_Request_:
Transcribe each line exactly.
____ Supplied data
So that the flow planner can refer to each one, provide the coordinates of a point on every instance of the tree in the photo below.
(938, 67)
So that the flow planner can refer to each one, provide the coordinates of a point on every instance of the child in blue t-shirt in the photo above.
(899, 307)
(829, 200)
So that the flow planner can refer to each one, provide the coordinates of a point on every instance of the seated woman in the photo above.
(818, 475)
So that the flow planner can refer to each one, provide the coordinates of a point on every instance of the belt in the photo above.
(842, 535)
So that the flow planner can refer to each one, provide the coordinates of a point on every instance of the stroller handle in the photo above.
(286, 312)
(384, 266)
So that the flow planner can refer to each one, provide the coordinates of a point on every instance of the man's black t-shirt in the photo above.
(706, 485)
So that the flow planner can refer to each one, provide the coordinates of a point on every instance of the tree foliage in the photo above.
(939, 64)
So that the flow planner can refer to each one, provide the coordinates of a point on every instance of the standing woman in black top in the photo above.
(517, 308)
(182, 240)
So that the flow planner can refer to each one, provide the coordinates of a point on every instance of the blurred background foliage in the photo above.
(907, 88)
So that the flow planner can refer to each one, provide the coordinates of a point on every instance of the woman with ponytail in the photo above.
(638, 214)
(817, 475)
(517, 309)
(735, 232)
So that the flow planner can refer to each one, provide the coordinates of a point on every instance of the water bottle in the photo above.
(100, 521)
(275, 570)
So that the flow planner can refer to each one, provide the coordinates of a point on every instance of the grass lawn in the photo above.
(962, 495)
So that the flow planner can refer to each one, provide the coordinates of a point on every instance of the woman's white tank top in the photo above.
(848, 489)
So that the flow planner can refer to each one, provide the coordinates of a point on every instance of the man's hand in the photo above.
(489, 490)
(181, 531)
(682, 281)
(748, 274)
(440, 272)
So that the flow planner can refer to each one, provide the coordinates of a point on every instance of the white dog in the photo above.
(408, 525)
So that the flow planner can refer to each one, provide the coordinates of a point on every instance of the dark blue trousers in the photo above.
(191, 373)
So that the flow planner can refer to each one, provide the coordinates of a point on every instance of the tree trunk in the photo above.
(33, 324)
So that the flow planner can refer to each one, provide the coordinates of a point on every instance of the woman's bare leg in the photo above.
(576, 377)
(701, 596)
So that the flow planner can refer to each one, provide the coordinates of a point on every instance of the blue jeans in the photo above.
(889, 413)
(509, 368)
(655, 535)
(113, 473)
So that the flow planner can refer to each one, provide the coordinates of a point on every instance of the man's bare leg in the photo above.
________
_Output for this exercise_:
So that the flow planner can refer to each one, provide the coordinates of a point on every instance of the tree in the photo below.
(938, 67)
So that the flow planner can refer to each one, provide the coordinates of a point on every instance of the child in blue t-shirt in the photo above.
(899, 307)
(829, 200)
So that the flow planner can refer to each one, provide the coordinates of a point on every instance of the seated woman in the photo above.
(818, 475)
So that the flow planner can refer to each one, provide the coordinates of a point on every instance of the belt in the photo above.
(842, 535)
So that the flow planner can refer to each one, provide the coordinates of a point on every instance of the stroller handle in the photo above.
(286, 312)
(384, 266)
So that the flow planner can refer to each one, provide the coordinates of a point on every instance of the man's black t-shirt in the photo above.
(706, 485)
So that the flow planner can refer to each one, provide the coordinates of a point on every instance of the tree foliage in the photo above.
(939, 64)
So that the flow planner can refer to each one, provide the coordinates of a point on every instance of the standing woman in black top in the photo above.
(517, 308)
(182, 240)
So that the flow planner can refer to each one, provide the coordinates of a point on every instance of the blurred background foliage in the photo above.
(907, 88)
So that the flow planner can refer to each one, provide the coordinates of a point on every instance of the woman with ponytail in the photo above.
(638, 214)
(817, 475)
(517, 309)
(735, 232)
So that the flow planner can refer to each one, provide the coordinates of a point on every instance of the water bottle in the photo above.
(100, 521)
(275, 570)
So that the flow planner can refer to each one, provide the coordinates of a point on every instance of the grass lawn in the photo above.
(962, 495)
So that the flow planner can refer to each one, provide the coordinates of a point on every instance of the woman's white tank top in the photo above.
(848, 489)
So that the flow planner can refer to each one, provide the coordinates of a point on every instance of the man's hand in the photo above.
(489, 490)
(181, 531)
(682, 281)
(748, 274)
(440, 272)
So that the flow planner can refer to each one, provide the coordinates of a point on every instance of the white dog in the photo above.
(408, 525)
So that the flow planner can refer to each one, provide the coordinates of a point on every instance of the dark blue trousers in the photo above.
(191, 373)
So that the flow planner can refer to each one, provide the coordinates of a point on every instance of the tree trunk in the photo above.
(33, 324)
So that the flow planner can refer to each one, provide the coordinates of a point on every instance of the woman's bare leg in the photo above.
(576, 377)
(701, 596)
So that the flow planner can refer to each one, provide the coordinates of a point on every instance of the blue jeans in the photo above.
(889, 413)
(509, 368)
(655, 535)
(113, 473)
So that the flow planner can refer to each one, provide the coordinates of a point on every instance of the man's bare leg in the photo above.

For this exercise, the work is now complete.